**WRITTEN PROBLEM**
Start with the line containing "target | tile fireplace surround" and write out each line through the end of the listing, exactly as given.

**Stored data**
++++++++

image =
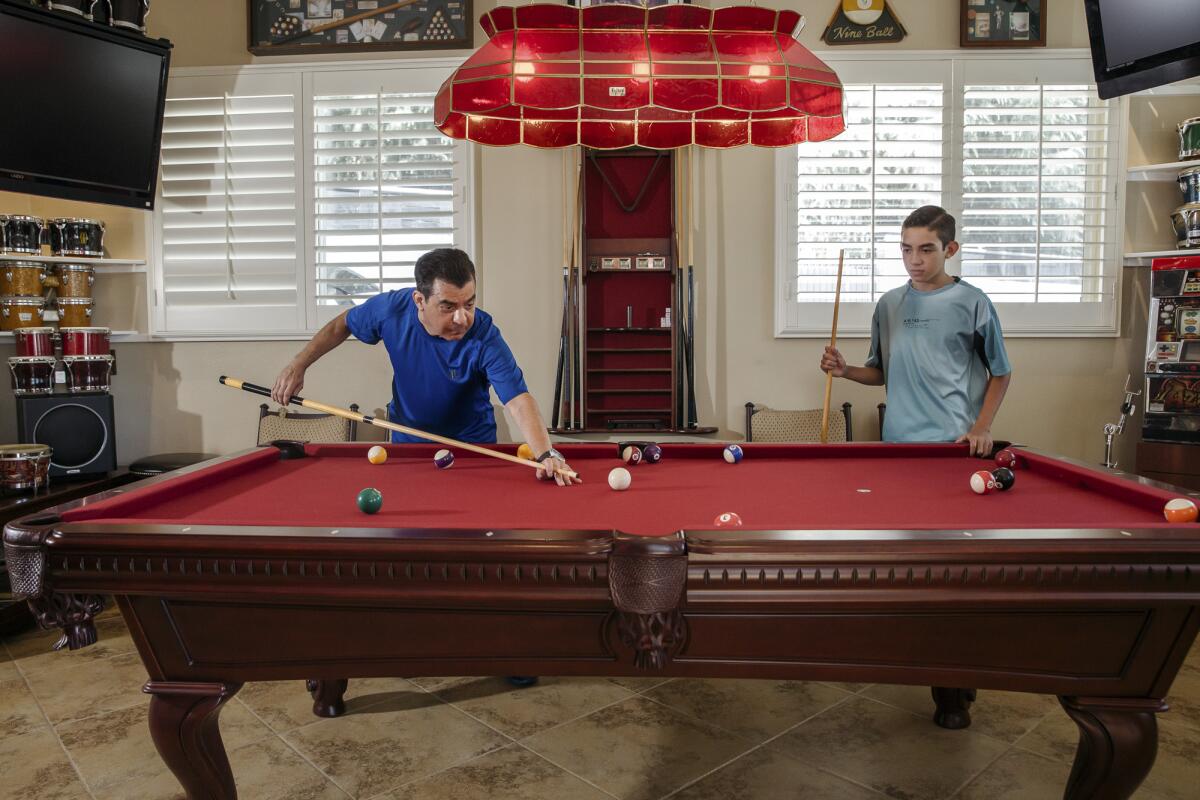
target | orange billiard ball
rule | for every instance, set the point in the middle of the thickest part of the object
(1180, 510)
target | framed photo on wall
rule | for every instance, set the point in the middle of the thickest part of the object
(304, 26)
(1003, 23)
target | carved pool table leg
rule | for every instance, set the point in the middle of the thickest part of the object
(327, 697)
(953, 709)
(184, 727)
(1117, 744)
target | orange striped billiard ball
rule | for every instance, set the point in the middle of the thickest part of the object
(1180, 510)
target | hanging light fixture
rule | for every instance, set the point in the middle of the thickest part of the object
(617, 76)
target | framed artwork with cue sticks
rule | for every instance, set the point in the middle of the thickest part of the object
(310, 26)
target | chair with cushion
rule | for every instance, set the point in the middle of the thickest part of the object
(282, 423)
(765, 423)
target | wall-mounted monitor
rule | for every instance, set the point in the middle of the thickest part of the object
(83, 107)
(1143, 43)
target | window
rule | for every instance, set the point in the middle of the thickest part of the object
(289, 194)
(384, 192)
(229, 206)
(1026, 166)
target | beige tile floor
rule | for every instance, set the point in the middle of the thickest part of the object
(73, 725)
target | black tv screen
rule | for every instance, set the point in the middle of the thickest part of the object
(1144, 43)
(83, 108)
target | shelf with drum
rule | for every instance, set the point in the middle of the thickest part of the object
(101, 264)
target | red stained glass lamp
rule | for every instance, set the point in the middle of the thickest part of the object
(617, 76)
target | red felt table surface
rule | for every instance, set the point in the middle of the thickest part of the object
(777, 487)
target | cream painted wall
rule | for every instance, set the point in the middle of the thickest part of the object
(168, 397)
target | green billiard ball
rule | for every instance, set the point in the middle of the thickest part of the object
(370, 500)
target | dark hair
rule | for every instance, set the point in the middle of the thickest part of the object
(935, 218)
(445, 264)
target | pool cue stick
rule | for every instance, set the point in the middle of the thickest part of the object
(677, 295)
(563, 329)
(340, 23)
(833, 342)
(579, 377)
(562, 355)
(690, 352)
(347, 414)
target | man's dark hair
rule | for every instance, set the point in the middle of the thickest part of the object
(447, 264)
(935, 218)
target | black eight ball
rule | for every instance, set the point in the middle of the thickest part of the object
(1005, 477)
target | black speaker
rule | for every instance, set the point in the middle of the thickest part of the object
(77, 427)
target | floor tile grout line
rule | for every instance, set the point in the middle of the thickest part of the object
(973, 777)
(399, 786)
(1012, 749)
(289, 746)
(580, 777)
(58, 740)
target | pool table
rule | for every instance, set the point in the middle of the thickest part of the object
(857, 561)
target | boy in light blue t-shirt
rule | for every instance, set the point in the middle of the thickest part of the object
(936, 344)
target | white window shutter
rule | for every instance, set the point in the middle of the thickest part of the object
(229, 220)
(388, 186)
(1036, 226)
(852, 193)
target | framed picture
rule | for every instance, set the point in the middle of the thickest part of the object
(1003, 23)
(310, 26)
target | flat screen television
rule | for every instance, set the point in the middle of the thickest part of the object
(83, 107)
(1143, 43)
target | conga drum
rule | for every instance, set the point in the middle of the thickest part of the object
(21, 312)
(24, 465)
(75, 312)
(22, 278)
(21, 234)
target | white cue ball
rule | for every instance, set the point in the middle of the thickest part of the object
(619, 479)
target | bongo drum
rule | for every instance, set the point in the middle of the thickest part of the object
(130, 14)
(88, 373)
(1186, 222)
(33, 374)
(77, 236)
(24, 465)
(21, 234)
(34, 341)
(82, 7)
(75, 312)
(21, 312)
(1189, 138)
(75, 280)
(85, 341)
(1189, 184)
(22, 278)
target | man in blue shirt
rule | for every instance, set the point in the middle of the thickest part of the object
(445, 355)
(935, 343)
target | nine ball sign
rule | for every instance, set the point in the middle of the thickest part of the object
(863, 22)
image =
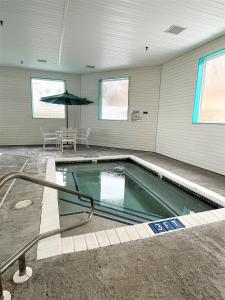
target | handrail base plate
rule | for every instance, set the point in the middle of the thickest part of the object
(21, 279)
(7, 295)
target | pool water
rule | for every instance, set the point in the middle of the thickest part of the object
(124, 192)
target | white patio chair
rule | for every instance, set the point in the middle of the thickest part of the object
(84, 136)
(68, 138)
(48, 137)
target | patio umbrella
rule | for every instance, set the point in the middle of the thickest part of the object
(66, 99)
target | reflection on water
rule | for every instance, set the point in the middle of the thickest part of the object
(127, 187)
(112, 188)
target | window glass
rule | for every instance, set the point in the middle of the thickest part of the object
(210, 92)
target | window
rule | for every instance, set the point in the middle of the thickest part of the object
(210, 90)
(113, 99)
(46, 87)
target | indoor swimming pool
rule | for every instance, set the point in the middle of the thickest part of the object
(125, 192)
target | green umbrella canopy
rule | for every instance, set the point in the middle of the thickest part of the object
(66, 99)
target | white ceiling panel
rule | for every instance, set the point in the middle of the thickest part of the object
(109, 34)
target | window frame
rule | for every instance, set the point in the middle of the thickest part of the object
(199, 87)
(31, 91)
(100, 98)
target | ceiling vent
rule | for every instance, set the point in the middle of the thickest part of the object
(42, 60)
(174, 29)
(90, 67)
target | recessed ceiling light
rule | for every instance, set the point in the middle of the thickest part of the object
(90, 67)
(42, 60)
(175, 29)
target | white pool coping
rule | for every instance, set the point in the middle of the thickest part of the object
(56, 245)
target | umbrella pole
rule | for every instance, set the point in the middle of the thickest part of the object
(67, 121)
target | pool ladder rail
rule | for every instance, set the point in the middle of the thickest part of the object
(24, 272)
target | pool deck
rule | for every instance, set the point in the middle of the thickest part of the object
(187, 264)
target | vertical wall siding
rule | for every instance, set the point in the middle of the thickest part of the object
(143, 96)
(16, 124)
(202, 145)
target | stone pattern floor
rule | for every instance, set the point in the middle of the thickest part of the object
(183, 265)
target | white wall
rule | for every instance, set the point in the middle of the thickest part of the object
(16, 124)
(143, 95)
(197, 144)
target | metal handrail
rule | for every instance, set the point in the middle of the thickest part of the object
(20, 254)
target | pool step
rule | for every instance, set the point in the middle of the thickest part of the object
(111, 213)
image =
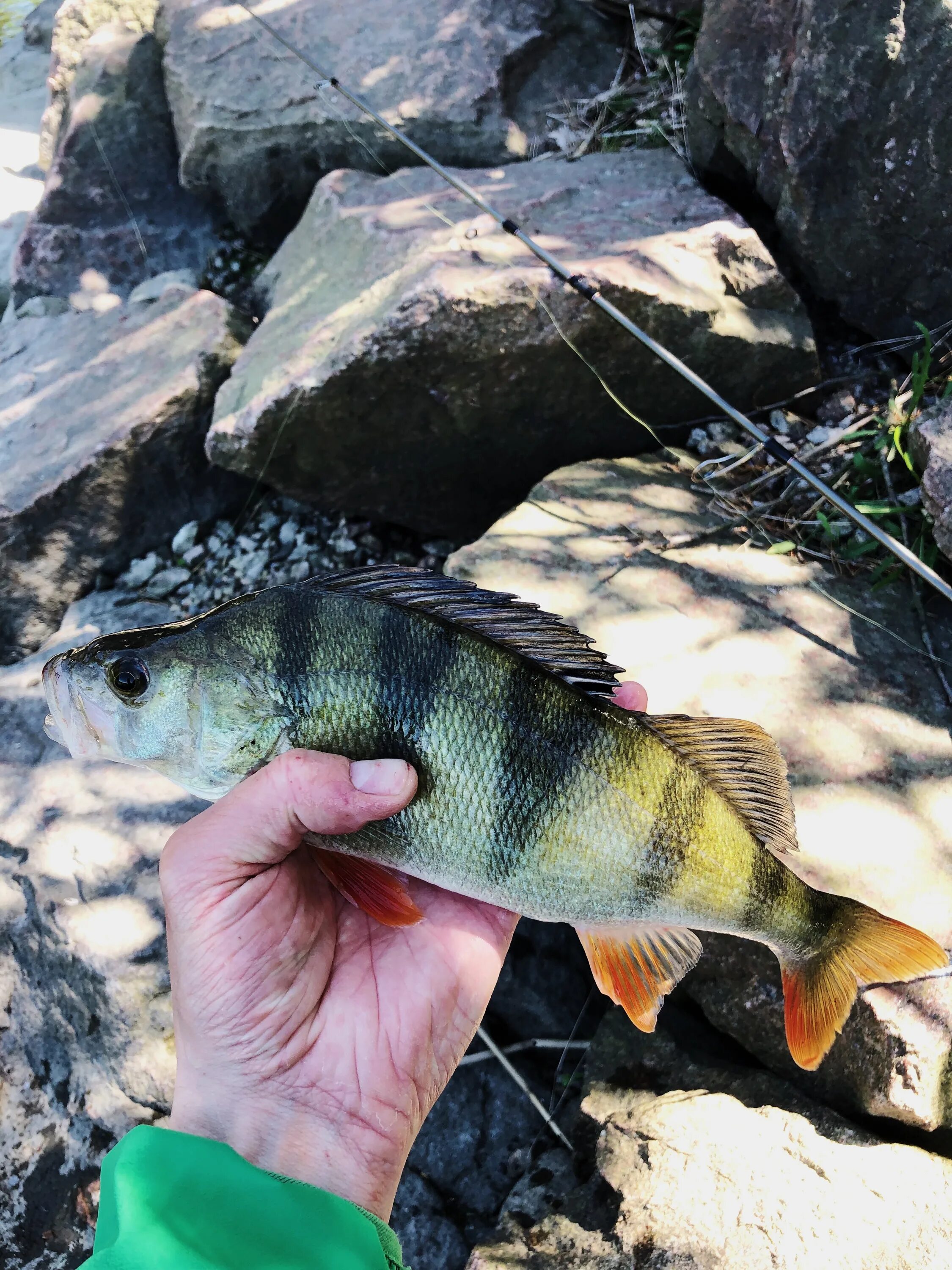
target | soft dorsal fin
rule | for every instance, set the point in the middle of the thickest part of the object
(515, 624)
(743, 764)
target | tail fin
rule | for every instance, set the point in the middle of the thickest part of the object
(865, 948)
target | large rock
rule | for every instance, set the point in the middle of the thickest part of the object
(22, 101)
(468, 79)
(74, 25)
(102, 422)
(39, 25)
(713, 627)
(699, 1162)
(413, 370)
(931, 444)
(837, 115)
(112, 213)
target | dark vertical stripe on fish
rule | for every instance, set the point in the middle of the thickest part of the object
(680, 814)
(417, 661)
(548, 766)
(768, 891)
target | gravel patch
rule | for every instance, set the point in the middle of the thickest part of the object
(280, 541)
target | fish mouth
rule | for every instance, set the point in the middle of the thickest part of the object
(80, 726)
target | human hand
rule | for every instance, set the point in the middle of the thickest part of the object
(310, 1038)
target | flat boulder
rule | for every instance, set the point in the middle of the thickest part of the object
(74, 25)
(417, 367)
(837, 116)
(470, 80)
(691, 1159)
(630, 552)
(102, 423)
(112, 213)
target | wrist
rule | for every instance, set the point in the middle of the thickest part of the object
(360, 1160)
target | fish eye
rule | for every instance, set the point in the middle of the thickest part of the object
(127, 677)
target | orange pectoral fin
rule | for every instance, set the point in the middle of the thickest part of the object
(369, 887)
(638, 966)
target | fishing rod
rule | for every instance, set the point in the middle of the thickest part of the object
(592, 294)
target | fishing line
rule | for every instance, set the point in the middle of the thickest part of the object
(579, 284)
(125, 201)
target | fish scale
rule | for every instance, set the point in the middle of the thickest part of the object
(536, 792)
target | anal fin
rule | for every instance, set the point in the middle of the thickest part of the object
(369, 887)
(638, 966)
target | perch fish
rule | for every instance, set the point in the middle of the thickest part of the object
(536, 793)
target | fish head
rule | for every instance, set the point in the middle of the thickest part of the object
(178, 699)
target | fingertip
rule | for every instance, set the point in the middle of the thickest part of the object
(388, 776)
(631, 696)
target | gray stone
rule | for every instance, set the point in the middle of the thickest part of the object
(931, 445)
(164, 582)
(186, 539)
(154, 289)
(42, 306)
(112, 213)
(891, 1061)
(139, 572)
(39, 25)
(405, 371)
(696, 1162)
(22, 101)
(836, 115)
(468, 79)
(75, 22)
(713, 627)
(102, 421)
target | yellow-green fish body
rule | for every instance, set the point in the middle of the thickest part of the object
(536, 793)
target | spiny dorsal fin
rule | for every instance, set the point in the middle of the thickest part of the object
(744, 765)
(638, 966)
(515, 624)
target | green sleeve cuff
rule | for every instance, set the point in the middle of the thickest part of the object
(173, 1201)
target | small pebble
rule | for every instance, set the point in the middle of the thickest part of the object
(721, 431)
(164, 582)
(186, 539)
(139, 572)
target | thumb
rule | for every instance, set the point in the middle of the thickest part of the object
(263, 820)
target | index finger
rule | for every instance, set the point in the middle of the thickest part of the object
(263, 820)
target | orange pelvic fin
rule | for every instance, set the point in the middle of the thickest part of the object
(638, 966)
(819, 992)
(369, 887)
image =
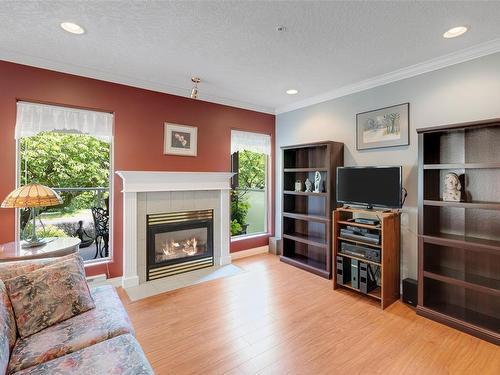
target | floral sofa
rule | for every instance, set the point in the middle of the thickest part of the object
(98, 341)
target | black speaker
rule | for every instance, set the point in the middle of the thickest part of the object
(410, 292)
(366, 283)
(354, 274)
(343, 270)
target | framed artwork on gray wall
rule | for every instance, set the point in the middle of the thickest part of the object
(180, 140)
(384, 127)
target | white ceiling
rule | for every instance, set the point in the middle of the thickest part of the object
(234, 47)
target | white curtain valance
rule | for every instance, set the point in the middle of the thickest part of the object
(247, 141)
(34, 118)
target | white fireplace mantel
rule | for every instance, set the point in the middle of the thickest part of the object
(147, 182)
(143, 181)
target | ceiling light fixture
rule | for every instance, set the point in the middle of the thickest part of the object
(455, 31)
(194, 90)
(72, 28)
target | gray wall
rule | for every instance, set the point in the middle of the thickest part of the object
(465, 92)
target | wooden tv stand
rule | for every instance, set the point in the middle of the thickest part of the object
(389, 228)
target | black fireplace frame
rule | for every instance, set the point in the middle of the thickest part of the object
(154, 229)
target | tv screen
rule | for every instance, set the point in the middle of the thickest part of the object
(370, 186)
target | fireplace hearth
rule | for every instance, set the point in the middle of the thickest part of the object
(179, 242)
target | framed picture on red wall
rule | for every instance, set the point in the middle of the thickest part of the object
(180, 140)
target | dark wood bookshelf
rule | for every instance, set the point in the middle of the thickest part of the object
(304, 193)
(459, 242)
(476, 205)
(306, 217)
(387, 290)
(492, 165)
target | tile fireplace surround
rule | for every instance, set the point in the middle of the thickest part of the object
(146, 193)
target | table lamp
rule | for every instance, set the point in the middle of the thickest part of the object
(32, 196)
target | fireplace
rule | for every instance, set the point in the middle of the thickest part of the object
(179, 242)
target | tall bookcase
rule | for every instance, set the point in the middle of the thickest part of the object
(459, 242)
(306, 218)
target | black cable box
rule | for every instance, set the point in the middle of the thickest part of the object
(358, 236)
(360, 251)
(362, 220)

++++++++

**REPLY TO THE EXERCISE**
target | tile fireplace surround
rule | for every instance, set the point in the middle of the thickest part of the object
(146, 193)
target | table lamp
rule | for every instance, set the point in the middle of the thickest part of the object
(32, 196)
target | fireplace
rule | for every instance, set the point in the middle of the thickest part of the object
(179, 242)
target | tall bookcase
rule | for every instance, set the point in the middle of the thickest part of the object
(459, 242)
(306, 218)
target | black cable box
rule | for every instance, set the point in the middle of the thickest part of the object
(358, 236)
(360, 251)
(362, 220)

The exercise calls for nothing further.